>> BEGIN SOURCE

Likely VAT effects of a ‘No deal’ Brexit

The UK government has confirmed it is aiming to keep VAT procedures for goods and services closely aligned to current rules, where possible. If the UK leaves the EU with no agreement, then there will be changes to procedures and current VAT rules that apply to transactions between the UK and EU member states.

Currently, an EU registered business that has paid VAT in another EU member state can claim the VAT back from the other EU member state under the EVR/8th Directive processes. After Brexit this will no longer be relevant, meaning businesses that incur UK VAT will have to file paper based 13th Directive claims. Generally, this is a slower process compared to the EVR/8th Directive.

Distance selling thresholds will no longer apply in relation to the supply of goods from EU businesses to the UK and vice versa. Instead, all sales from the UK to EU Members States will be subject to import VAT and customs duties by the customer.

>> END SOURCE

**TASK INSTRUCTIONS**
1: Summarize the text on VAT after a no-deal Brexit in two sentences.
2: Carry on the text on VAT after a no-deal Brexit from where it ends.

>> BEGIN DATA LINES

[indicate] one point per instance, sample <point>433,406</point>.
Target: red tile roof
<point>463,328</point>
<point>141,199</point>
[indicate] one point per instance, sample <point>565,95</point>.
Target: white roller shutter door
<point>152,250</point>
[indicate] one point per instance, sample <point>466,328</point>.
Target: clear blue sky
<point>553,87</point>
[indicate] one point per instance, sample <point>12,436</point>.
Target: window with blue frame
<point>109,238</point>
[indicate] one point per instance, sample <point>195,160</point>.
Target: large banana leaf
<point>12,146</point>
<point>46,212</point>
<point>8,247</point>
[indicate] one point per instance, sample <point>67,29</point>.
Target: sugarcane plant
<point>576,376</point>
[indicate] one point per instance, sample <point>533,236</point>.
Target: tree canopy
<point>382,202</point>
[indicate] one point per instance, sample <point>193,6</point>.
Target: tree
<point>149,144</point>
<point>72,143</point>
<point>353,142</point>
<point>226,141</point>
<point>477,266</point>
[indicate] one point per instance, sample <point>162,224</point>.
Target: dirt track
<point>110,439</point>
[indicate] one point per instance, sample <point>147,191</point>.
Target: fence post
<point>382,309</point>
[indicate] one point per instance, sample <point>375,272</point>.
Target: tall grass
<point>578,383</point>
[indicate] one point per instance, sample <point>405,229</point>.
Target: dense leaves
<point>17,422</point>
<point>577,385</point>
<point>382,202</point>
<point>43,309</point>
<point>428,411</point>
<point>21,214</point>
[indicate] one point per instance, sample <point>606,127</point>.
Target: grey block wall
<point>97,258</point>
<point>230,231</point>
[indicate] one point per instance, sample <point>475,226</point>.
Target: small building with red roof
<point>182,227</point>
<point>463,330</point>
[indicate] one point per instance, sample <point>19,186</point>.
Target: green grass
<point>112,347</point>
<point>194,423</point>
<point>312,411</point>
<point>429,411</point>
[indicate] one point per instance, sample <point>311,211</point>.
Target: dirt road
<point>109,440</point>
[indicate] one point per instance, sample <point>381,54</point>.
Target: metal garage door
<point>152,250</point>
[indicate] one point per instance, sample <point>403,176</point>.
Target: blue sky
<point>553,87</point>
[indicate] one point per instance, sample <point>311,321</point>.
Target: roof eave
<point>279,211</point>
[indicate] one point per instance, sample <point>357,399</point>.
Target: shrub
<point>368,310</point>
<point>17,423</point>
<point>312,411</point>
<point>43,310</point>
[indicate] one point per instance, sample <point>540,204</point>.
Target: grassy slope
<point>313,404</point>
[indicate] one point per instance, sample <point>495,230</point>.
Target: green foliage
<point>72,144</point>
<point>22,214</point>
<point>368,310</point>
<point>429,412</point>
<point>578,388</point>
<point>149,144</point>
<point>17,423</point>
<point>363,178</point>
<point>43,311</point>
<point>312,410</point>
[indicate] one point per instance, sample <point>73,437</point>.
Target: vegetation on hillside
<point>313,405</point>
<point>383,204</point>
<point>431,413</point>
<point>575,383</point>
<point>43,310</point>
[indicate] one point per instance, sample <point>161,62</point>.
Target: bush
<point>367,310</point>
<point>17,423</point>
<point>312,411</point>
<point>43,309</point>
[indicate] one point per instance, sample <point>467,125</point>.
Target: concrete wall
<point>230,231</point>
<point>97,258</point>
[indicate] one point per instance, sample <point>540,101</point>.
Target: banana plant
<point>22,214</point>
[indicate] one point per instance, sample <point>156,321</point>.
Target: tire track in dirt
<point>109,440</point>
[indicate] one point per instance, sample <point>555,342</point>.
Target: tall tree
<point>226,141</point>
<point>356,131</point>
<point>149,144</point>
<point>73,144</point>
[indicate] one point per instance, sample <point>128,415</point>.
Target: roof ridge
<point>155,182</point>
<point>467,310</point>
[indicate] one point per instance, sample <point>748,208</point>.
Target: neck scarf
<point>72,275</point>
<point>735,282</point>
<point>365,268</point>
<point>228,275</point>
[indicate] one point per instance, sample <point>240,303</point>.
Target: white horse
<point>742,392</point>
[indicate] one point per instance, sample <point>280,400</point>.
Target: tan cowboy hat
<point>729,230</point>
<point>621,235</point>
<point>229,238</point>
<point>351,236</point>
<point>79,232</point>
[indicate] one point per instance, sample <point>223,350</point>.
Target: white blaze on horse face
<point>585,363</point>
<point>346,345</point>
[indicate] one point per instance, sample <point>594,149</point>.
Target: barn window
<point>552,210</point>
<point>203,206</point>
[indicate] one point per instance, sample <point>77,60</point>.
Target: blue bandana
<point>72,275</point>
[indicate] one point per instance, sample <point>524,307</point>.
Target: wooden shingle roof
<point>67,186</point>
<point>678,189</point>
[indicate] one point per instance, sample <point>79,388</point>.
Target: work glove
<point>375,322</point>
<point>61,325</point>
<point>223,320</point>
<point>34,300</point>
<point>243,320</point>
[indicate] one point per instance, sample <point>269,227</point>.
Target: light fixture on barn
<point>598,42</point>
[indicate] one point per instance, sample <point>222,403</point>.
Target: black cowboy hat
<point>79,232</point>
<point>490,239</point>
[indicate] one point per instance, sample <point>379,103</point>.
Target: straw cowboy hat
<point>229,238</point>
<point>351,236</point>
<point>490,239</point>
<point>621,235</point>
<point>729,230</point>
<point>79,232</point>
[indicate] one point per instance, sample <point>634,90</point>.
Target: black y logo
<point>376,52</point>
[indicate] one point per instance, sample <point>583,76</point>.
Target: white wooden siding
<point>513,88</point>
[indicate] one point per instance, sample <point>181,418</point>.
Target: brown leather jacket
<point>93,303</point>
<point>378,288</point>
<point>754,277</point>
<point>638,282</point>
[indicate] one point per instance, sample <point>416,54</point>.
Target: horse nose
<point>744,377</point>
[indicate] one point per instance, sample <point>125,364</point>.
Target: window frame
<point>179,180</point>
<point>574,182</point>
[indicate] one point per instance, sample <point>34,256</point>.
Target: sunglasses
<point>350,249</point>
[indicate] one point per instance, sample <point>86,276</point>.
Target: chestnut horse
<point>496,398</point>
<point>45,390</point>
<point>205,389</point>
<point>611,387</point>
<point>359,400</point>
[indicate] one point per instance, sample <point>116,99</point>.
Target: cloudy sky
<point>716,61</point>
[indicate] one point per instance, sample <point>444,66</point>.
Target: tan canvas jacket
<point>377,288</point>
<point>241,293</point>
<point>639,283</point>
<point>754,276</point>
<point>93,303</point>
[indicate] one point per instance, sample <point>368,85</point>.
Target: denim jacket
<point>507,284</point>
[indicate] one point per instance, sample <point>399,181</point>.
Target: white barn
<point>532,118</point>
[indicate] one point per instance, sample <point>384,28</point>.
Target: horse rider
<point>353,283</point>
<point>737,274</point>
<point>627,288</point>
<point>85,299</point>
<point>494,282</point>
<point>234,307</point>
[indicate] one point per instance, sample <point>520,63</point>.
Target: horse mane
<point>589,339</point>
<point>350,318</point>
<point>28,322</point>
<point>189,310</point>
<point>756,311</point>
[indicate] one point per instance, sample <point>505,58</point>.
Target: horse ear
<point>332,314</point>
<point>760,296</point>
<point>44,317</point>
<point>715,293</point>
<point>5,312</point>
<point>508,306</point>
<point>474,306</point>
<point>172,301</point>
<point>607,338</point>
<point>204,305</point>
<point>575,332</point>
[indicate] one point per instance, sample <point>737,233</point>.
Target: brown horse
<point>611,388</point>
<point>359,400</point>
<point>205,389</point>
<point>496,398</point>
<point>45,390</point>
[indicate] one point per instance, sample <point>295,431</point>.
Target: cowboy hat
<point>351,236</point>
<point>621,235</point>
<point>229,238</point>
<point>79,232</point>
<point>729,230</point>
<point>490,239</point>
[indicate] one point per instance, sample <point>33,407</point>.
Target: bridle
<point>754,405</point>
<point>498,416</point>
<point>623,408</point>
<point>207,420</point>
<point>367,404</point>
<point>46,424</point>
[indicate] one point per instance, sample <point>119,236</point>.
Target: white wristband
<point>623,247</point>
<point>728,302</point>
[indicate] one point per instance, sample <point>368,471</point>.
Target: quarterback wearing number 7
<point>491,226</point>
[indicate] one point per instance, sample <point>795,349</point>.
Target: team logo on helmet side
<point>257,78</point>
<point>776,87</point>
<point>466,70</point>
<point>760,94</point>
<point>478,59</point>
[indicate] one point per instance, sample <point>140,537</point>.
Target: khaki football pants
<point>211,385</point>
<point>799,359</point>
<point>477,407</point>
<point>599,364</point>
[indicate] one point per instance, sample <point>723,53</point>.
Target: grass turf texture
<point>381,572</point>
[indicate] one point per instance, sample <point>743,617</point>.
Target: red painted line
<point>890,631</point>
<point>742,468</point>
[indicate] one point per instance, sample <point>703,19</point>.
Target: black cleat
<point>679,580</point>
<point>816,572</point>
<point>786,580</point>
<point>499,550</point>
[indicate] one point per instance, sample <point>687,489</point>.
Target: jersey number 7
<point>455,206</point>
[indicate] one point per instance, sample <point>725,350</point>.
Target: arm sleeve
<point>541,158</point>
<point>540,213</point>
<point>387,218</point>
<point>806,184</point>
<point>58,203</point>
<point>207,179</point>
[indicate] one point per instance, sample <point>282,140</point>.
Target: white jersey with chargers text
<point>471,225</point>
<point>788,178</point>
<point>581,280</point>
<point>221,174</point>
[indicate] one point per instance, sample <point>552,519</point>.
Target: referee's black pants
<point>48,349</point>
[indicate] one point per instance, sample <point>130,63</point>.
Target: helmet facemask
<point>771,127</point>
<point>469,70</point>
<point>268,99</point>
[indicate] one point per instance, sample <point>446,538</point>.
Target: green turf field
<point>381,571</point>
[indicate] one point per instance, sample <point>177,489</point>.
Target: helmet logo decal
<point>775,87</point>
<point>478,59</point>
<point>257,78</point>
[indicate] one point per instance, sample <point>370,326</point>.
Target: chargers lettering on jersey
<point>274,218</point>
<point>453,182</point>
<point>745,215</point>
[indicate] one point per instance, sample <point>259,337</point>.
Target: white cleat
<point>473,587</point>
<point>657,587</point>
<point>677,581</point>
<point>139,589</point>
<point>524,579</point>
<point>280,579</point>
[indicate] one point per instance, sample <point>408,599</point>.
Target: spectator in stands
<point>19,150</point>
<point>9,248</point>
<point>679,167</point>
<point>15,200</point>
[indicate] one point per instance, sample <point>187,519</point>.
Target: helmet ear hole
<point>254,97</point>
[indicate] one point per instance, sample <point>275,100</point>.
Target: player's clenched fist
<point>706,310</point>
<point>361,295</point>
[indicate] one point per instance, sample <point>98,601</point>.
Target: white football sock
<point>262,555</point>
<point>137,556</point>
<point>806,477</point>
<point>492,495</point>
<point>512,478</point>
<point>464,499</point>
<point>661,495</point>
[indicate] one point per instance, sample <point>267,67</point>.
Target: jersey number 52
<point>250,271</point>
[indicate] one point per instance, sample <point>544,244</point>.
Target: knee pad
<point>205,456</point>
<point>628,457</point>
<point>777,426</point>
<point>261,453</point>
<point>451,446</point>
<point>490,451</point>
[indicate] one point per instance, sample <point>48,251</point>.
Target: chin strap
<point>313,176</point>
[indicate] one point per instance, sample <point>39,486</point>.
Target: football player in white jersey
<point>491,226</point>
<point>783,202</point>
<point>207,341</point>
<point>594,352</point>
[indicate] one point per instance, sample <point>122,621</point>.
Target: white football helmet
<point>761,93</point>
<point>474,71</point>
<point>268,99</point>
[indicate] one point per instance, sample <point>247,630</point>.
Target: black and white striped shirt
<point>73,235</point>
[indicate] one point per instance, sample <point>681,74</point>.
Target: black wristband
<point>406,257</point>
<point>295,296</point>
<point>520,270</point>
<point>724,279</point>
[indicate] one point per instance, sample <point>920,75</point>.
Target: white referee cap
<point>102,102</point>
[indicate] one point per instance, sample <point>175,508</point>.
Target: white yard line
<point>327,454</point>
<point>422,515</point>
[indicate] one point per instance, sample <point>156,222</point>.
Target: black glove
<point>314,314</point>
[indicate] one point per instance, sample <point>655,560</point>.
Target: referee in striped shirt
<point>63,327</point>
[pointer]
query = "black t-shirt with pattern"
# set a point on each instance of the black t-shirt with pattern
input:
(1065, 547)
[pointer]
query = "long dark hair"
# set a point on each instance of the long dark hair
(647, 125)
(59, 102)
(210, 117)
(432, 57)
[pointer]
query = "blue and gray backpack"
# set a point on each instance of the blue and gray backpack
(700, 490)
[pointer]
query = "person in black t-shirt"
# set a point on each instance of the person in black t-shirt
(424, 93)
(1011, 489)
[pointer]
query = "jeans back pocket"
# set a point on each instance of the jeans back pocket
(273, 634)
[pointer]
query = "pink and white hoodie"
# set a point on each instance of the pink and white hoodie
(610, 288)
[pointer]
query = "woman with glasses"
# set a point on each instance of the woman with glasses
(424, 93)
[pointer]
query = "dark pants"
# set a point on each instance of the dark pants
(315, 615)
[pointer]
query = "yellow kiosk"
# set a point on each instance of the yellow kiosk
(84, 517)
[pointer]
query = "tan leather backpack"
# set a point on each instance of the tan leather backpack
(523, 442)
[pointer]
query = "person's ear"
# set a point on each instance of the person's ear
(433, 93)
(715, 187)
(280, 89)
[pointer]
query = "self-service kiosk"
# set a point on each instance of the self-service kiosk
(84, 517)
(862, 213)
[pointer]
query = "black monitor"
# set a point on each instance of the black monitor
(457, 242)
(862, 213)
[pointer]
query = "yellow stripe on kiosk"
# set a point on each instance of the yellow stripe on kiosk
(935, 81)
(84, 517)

>> END DATA LINES

**RESULTS BY TASK**
1: The UK government aims to keep VAT procedures closely aligned to current rules where possible, but leaving the EU without an agreement would change the procedures and rules for UK–EU transactions. Businesses incurring UK VAT would have to file slower, paper-based 13th Directive claims instead of using the EVR/8th Directive processes, and distance selling thresholds would no longer apply, with UK sales to EU member states subject to import VAT and customs duties.

2:
VAT refund procedure

If the UK leaves the European Union without a deal, electronic EU VAT refund claims to and from the UK will no longer be possible. HMRC will close the UK portal for new claims at 11 pm on the 31st of October 2019, but you will still be able to view previous claims. After this the HMRC will not be able to send the claim on to the relevant EU member state, and the country’s individual processes will have to be followed instead. Which means you will need original invoices/receipts. If your business doesn’t keep paper-based records at the moment, it may be a good idea to start keeping them on relevant purchases until it is confirmed what is going to happen. This will be the case for UK businesses that have incurred VAT in the EU and vice versa.

UK Businesses

As the UK will no longer be an EU Member State, UK business will no longer have access to the EU VAT refund system, but will still be able to claim refunds of VAT from EU member states. Currently UK companies file their claims for an EU VAT refund electronically via the HMRC’s VAT refund portal, the request is then transmitted electronically to the relevant EU tax office.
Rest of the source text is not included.